** Task **
Return, character for character, the lines from the one containing "Target: bird's head" through the one containing "POLYGON ((110 63, 104", including both of those lines.

Labeled outline entries:
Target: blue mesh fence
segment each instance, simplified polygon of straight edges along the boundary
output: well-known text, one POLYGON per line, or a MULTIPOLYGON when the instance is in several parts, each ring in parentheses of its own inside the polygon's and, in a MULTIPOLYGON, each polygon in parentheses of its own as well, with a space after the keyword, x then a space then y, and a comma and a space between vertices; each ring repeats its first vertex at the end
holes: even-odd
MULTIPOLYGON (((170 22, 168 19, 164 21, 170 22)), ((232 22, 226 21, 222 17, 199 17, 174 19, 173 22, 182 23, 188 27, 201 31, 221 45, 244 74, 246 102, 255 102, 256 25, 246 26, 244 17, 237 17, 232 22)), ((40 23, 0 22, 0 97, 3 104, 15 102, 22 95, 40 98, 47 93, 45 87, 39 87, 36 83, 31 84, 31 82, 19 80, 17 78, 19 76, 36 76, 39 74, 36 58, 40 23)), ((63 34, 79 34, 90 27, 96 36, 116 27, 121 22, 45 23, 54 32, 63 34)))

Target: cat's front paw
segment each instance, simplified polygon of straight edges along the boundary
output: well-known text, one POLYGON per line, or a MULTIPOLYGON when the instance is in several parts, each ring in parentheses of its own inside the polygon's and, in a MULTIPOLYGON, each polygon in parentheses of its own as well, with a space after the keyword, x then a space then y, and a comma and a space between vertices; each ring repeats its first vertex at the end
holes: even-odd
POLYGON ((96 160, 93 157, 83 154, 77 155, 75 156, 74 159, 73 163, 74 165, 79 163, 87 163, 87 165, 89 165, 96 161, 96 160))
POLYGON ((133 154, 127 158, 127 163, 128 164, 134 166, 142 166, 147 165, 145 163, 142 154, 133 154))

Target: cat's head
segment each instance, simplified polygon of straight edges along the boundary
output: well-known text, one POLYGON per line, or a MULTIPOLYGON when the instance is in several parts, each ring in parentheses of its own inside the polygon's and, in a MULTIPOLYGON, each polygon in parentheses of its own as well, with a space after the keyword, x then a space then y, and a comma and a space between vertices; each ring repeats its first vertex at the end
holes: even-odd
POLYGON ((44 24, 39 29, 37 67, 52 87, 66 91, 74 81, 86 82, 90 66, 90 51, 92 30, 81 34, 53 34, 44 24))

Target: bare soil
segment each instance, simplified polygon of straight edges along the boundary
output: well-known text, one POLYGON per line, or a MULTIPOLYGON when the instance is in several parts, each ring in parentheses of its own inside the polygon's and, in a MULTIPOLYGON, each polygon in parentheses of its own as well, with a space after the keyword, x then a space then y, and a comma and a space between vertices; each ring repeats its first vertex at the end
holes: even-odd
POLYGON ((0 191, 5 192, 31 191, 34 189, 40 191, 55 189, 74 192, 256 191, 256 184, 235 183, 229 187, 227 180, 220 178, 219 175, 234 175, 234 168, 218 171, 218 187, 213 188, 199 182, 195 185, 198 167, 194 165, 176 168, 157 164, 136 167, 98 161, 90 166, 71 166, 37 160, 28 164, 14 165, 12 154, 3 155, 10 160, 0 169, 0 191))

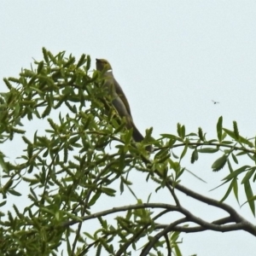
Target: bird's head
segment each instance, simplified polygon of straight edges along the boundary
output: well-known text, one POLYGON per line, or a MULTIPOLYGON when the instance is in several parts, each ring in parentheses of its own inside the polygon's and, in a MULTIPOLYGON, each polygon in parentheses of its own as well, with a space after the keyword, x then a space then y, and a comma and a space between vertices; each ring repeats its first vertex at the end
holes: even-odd
POLYGON ((110 63, 104 59, 96 59, 96 70, 102 71, 103 69, 105 71, 112 70, 112 67, 110 63))

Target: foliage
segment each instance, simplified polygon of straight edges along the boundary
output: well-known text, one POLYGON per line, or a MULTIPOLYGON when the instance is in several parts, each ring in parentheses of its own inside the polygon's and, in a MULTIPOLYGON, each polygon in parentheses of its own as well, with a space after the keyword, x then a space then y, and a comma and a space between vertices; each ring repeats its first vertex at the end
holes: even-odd
POLYGON ((177 135, 162 134, 154 140, 149 129, 147 143, 135 144, 102 89, 101 74, 95 71, 90 75, 90 55, 82 55, 76 61, 73 55, 65 57, 65 52, 53 55, 43 49, 43 54, 44 60, 35 61, 36 68, 22 70, 17 79, 4 79, 8 91, 0 95, 0 143, 15 143, 21 137, 24 143, 17 148, 25 146, 18 163, 1 147, 1 253, 60 255, 61 251, 64 255, 85 255, 95 247, 96 255, 132 255, 137 250, 140 255, 172 252, 178 256, 181 232, 242 230, 255 236, 255 227, 224 203, 231 192, 239 200, 237 181, 242 177, 247 203, 255 215, 252 183, 256 178, 256 139, 241 137, 236 122, 232 130, 225 129, 220 117, 216 139, 207 139, 201 128, 187 134, 185 126, 177 124, 177 135), (41 119, 46 126, 43 134, 28 132, 32 125, 26 124, 41 119), (151 156, 145 149, 148 143, 154 146, 151 156), (174 154, 176 148, 182 148, 180 155, 174 154), (190 155, 195 163, 202 154, 218 155, 213 172, 225 166, 229 171, 222 183, 229 187, 220 201, 181 185, 186 170, 183 160, 190 155), (252 165, 240 166, 241 156, 247 156, 252 165), (144 174, 145 182, 154 181, 152 191, 166 190, 173 204, 150 202, 150 196, 148 201, 137 198, 130 180, 131 171, 144 174), (28 195, 22 189, 25 183, 28 195), (125 189, 135 197, 135 204, 94 211, 102 198, 125 189), (177 190, 223 209, 229 217, 212 223, 197 218, 182 207, 177 190), (12 196, 28 196, 29 203, 22 209, 15 205, 13 211, 6 209, 12 196), (172 212, 183 218, 160 224, 162 216, 172 212), (114 222, 109 221, 113 216, 114 222), (101 225, 94 231, 86 230, 91 219, 101 225), (195 225, 189 227, 189 223, 195 225))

** Correct response **
Target: bird's head
segment each instance, simplified polygon of straight edges along the boundary
output: well-known text, one POLYGON per line, or a MULTIPOLYGON when the instance is in several parts, each ring in parentheses of its own inside the polygon's and, in a MULTIPOLYGON, each polygon in parentheses of its own as well, with a space after the keyword, x then a space then y, and a comma and a space between vertices; each ring repeats its first vertex at the end
holes: even-odd
POLYGON ((110 63, 104 59, 96 59, 96 70, 102 71, 103 69, 105 71, 112 70, 112 67, 110 63))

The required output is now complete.